- **What the task requires**:
Report each line below that contains the string "street", copying every such line in full. Case counts.

(Point annotation dataset records)

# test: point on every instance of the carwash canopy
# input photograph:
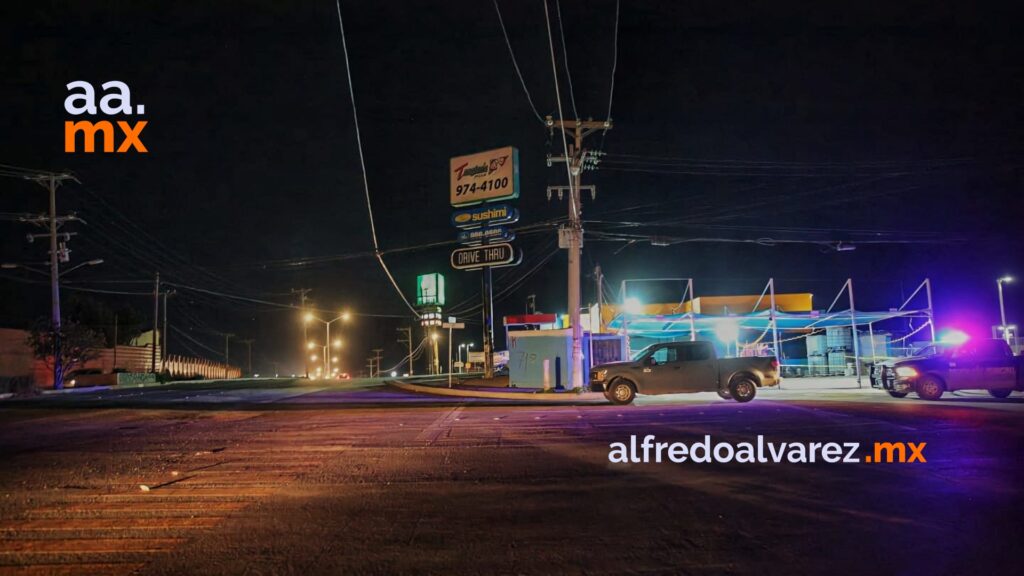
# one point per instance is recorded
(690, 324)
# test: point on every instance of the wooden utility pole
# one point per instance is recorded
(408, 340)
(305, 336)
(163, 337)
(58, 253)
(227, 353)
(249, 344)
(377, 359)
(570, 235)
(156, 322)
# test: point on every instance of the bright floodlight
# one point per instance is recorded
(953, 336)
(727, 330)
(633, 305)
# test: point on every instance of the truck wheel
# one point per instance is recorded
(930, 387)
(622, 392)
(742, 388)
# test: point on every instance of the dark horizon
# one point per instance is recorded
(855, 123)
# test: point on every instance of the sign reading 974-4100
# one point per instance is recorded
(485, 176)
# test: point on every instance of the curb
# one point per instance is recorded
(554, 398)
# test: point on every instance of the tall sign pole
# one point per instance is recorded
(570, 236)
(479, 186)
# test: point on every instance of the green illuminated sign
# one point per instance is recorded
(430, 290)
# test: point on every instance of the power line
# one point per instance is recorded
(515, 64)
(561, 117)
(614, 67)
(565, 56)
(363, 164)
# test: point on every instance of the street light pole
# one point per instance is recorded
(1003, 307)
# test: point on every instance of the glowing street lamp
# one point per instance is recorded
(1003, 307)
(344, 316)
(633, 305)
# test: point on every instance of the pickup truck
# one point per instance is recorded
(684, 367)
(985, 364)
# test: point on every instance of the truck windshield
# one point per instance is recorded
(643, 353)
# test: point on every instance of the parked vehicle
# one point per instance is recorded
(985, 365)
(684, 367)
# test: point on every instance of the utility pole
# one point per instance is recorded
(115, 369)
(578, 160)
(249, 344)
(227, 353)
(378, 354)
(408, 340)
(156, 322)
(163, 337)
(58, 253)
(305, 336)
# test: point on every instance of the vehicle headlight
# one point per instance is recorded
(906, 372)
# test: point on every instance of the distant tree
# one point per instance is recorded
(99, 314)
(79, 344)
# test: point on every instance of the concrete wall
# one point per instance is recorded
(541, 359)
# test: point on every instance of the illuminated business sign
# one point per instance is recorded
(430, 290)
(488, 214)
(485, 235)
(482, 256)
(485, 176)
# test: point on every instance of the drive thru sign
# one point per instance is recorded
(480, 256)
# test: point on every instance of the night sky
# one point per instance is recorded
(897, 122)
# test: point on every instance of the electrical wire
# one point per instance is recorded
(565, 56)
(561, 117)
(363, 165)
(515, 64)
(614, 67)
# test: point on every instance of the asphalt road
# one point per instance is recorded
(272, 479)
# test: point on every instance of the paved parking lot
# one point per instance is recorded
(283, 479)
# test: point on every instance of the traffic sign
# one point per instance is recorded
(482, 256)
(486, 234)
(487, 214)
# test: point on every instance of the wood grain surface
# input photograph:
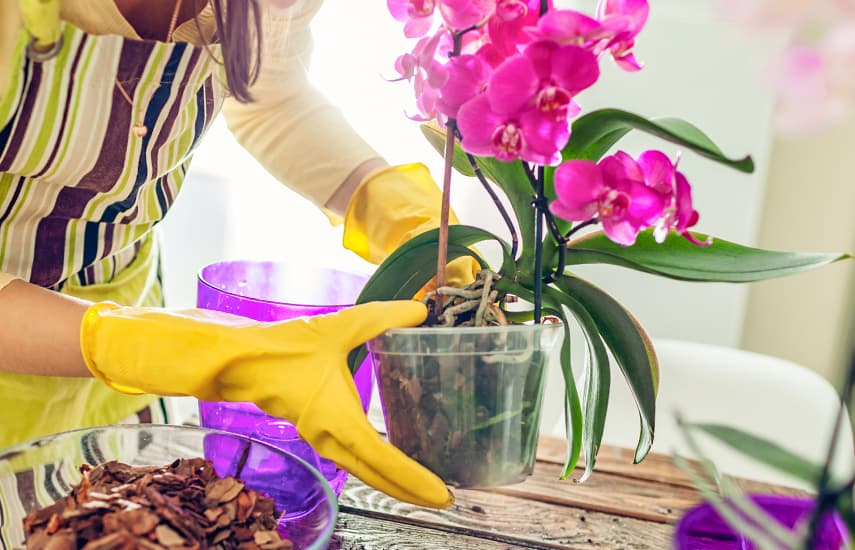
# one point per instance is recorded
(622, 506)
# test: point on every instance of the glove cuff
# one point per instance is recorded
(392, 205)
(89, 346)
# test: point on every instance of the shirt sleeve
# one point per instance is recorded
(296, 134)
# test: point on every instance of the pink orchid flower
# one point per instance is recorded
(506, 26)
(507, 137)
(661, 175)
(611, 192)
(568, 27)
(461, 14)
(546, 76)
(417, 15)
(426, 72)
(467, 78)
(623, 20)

---

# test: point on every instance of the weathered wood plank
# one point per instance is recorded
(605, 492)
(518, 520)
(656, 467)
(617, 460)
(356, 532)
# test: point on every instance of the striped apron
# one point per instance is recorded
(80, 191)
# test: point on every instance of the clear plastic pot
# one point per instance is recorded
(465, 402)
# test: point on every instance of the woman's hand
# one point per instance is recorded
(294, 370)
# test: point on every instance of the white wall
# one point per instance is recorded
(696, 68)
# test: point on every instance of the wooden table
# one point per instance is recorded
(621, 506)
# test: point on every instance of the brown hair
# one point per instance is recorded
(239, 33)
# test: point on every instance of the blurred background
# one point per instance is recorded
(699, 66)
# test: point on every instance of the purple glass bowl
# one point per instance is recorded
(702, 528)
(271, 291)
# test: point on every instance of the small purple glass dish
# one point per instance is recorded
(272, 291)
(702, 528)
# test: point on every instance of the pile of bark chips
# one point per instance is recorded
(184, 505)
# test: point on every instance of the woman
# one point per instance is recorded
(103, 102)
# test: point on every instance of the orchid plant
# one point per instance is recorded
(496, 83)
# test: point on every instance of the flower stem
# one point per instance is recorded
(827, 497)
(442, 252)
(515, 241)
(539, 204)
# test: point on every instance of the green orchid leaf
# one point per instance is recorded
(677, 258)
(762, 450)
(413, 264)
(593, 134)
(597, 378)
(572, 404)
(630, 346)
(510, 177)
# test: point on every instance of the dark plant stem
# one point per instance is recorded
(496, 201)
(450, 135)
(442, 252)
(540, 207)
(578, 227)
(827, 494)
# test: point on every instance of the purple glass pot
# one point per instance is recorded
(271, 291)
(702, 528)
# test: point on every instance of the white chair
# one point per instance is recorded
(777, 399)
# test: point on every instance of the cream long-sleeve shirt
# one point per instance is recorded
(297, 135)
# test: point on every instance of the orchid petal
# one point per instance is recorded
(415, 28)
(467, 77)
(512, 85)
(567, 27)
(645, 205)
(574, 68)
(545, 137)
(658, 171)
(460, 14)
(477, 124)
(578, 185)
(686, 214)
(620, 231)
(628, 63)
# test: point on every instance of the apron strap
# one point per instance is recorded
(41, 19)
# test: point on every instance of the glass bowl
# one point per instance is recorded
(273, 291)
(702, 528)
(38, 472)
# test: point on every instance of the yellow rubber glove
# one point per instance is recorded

- **Reply to the task**:
# test: point on every instance of the street light pole
# test: point on every instance of the glowing street lamp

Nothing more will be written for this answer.